Dataset items:
◇ ◇ ◇

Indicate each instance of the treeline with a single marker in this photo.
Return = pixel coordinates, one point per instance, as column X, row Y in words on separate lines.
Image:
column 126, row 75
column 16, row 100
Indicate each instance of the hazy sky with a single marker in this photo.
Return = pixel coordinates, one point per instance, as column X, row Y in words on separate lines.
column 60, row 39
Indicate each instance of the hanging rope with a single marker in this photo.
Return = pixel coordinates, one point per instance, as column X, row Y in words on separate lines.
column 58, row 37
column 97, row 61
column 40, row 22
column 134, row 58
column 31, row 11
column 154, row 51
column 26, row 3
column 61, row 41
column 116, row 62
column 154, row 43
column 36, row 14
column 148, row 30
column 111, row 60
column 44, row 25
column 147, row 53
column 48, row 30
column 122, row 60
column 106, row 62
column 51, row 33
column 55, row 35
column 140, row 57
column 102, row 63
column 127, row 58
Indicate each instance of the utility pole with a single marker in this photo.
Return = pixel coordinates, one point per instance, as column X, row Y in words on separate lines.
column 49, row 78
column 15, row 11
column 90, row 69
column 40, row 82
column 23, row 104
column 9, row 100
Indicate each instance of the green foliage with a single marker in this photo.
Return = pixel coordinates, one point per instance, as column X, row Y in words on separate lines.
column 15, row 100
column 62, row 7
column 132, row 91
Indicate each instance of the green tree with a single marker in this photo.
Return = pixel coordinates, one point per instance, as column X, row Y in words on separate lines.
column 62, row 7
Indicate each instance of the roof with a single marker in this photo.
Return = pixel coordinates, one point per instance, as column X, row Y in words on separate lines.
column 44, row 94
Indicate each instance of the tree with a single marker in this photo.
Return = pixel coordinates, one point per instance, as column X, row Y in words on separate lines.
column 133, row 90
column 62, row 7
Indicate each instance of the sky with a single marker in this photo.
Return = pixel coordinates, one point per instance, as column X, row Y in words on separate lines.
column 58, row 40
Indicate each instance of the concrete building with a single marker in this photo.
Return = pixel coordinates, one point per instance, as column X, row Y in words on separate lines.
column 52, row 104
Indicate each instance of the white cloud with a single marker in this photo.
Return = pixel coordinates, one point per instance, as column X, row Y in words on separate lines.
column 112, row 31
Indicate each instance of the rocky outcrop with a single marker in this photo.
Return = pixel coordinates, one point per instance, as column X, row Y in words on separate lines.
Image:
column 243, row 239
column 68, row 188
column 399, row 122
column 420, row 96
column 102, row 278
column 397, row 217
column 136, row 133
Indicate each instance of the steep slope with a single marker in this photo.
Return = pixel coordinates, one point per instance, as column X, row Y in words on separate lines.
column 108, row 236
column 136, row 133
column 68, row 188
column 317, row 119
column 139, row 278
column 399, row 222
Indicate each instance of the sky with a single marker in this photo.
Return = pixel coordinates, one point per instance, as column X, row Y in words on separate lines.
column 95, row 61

◇ ◇ ◇

GIVEN REQUEST: Reproduce every one of the records above word for word.

ANSWER TO THE PROBLEM:
Indicate each instance of the treeline with a single marker in this photo.
Return = pixel coordinates, one point per instance, as column X, row Y in words on separate lines.
Image:
column 126, row 75
column 16, row 100
Indicate each instance of the hazy sky with a single marker in this photo.
Return = pixel coordinates, one point per instance, as column X, row Y in words on separate lines.
column 60, row 39
Indicate each instance of the hanging rope with a single marker in this photo.
Return = pixel coordinates, one point per instance, as column X, row Y in words on separate lines.
column 58, row 37
column 97, row 61
column 40, row 22
column 134, row 58
column 31, row 11
column 154, row 51
column 26, row 3
column 61, row 41
column 116, row 62
column 154, row 43
column 36, row 14
column 148, row 30
column 111, row 60
column 44, row 25
column 147, row 53
column 48, row 30
column 122, row 60
column 106, row 62
column 51, row 33
column 55, row 35
column 140, row 57
column 102, row 63
column 127, row 58
Indicate each instance of the utility pole with a single marker in this photo.
Return = pixel coordinates, one point per instance, as column X, row Y in words on separate lines.
column 49, row 78
column 15, row 11
column 90, row 69
column 40, row 82
column 23, row 104
column 9, row 100
Indicate each instance of the green foliage with a single marker in this photo.
Return = pixel coordinates, one point per instance, as column X, row Y in words on separate lines.
column 15, row 100
column 62, row 7
column 132, row 91
Indicate each instance of the green tree with a single marker in this photo.
Return = pixel coordinates, one point per instance, as column X, row Y in words on separate lines.
column 62, row 7
Indicate each instance of the roof with a single marker in this photo.
Return = pixel coordinates, one point per instance, as column X, row Y in words on separate lines.
column 44, row 94
Indicate each instance of the tree with a single marker in this photo.
Return = pixel coordinates, one point per instance, as column X, row Y in words on separate lines.
column 133, row 90
column 62, row 7
Indicate each instance of the sky with a single marker in this photo.
Return = pixel coordinates, one point per instance, as column X, row Y in words on separate lines.
column 58, row 40
Indicate each instance of the concrete building with a single marker in this photo.
Return = pixel coordinates, one point per instance, as column X, row Y in words on separate lines.
column 52, row 104
Indicate each instance of the white cloud with a single marker in this photo.
Return = pixel coordinates, one point per instance, as column X, row Y in words on separate lines.
column 112, row 31
Indicate each instance of the rocky outcrop with a single marker in this photo.
Return = pixel coordinates, one point per instance, as column X, row Y in words on separate lines.
Image:
column 243, row 239
column 68, row 188
column 399, row 122
column 420, row 96
column 102, row 278
column 397, row 217
column 136, row 133
Indicate each instance of the steep slope with a single marker in this photo.
Return = pixel coordinates, one point per instance, as column X, row Y in words on separate lines.
column 108, row 236
column 136, row 133
column 68, row 188
column 317, row 119
column 139, row 278
column 399, row 222
Indicate each instance of the sky with a single marker in this photo.
Return = pixel coordinates, one point per instance, as column X, row Y in words on separate lines.
column 95, row 61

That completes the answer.